*** Listed entries ***
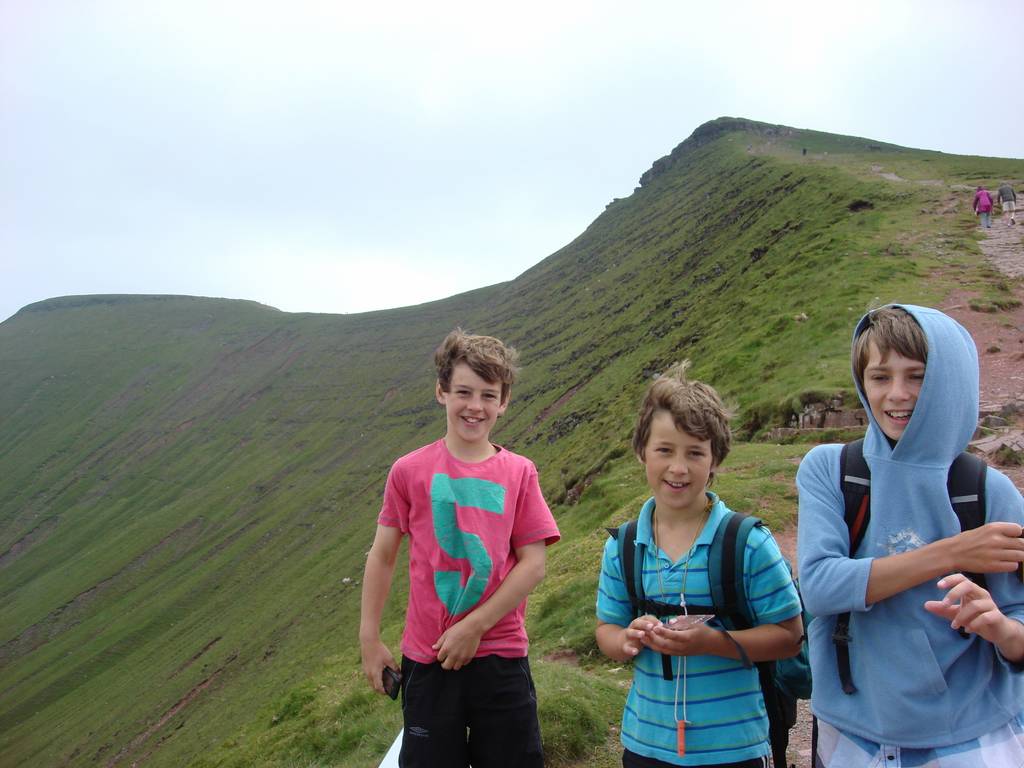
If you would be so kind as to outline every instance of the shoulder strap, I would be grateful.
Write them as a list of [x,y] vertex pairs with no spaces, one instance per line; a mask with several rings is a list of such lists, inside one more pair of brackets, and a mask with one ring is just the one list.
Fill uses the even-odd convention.
[[[949,467],[946,476],[946,490],[949,503],[953,506],[960,530],[969,531],[985,524],[985,476],[988,465],[984,459],[964,451]],[[964,574],[971,581],[987,589],[988,582],[983,573]]]
[[871,469],[864,460],[864,440],[843,446],[839,454],[839,486],[843,492],[843,516],[850,533],[850,557],[864,541],[871,519]]
[[[725,636],[739,650],[740,661],[748,669],[755,664],[751,662],[743,646],[727,630],[748,629],[754,626],[754,617],[750,614],[747,602],[743,566],[750,532],[762,525],[764,523],[760,518],[729,510],[715,530],[708,553],[711,602],[725,627]],[[773,765],[786,765],[786,746],[789,743],[789,728],[792,721],[787,722],[785,705],[775,684],[775,662],[759,661],[756,666],[761,696],[768,715]],[[795,707],[795,701],[792,702],[792,706]],[[793,716],[795,719],[795,710]]]
[[964,451],[949,467],[946,489],[949,501],[960,520],[960,530],[969,531],[985,523],[985,475],[988,465]]
[[618,544],[619,562],[622,563],[622,580],[626,584],[629,603],[633,608],[633,616],[677,616],[685,613],[682,606],[674,603],[662,603],[651,600],[644,591],[644,555],[647,545],[637,542],[637,521],[630,520],[618,528],[605,528],[608,535]]
[[[864,541],[868,521],[871,519],[871,468],[864,459],[864,440],[854,440],[843,446],[839,453],[839,487],[843,492],[843,519],[850,537],[850,557]],[[836,647],[836,669],[843,693],[857,692],[850,672],[850,613],[836,616],[832,631]]]
[[[630,605],[633,606],[633,616],[642,616],[650,613],[655,616],[669,613],[682,613],[683,609],[678,605],[669,605],[655,600],[648,600],[644,592],[644,550],[646,545],[636,542],[637,521],[630,520],[618,528],[606,528],[611,536],[615,537],[619,546],[619,562],[622,563],[622,580],[626,583],[626,592],[629,594]],[[661,674],[666,680],[672,679],[672,657],[661,655]]]
[[748,629],[753,617],[747,611],[743,581],[743,553],[750,531],[763,523],[759,518],[729,510],[718,524],[708,552],[708,583],[711,603],[719,618],[732,629]]
[[[626,583],[626,591],[629,592],[629,602],[633,605],[633,612],[639,615],[640,601],[646,597],[644,594],[643,581],[643,552],[636,546],[635,519],[623,523],[617,531],[619,544],[619,562],[622,563],[622,580]],[[639,568],[637,560],[640,560]],[[638,578],[639,577],[639,578]]]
*** End of Listed entries ***
◆ About this exercise: The lines above that include "instance" should each be listed.

◆ Finished exercise:
If you would be so kind as to outline every instance of the shoulder strap, I would be grateful.
Write them as a list of [x,y] vertex pairs with no spaces, one instance per line; a mask with several rings is a list of such lists, inside one more pair of brackets, and a mask with one ring is just the one list.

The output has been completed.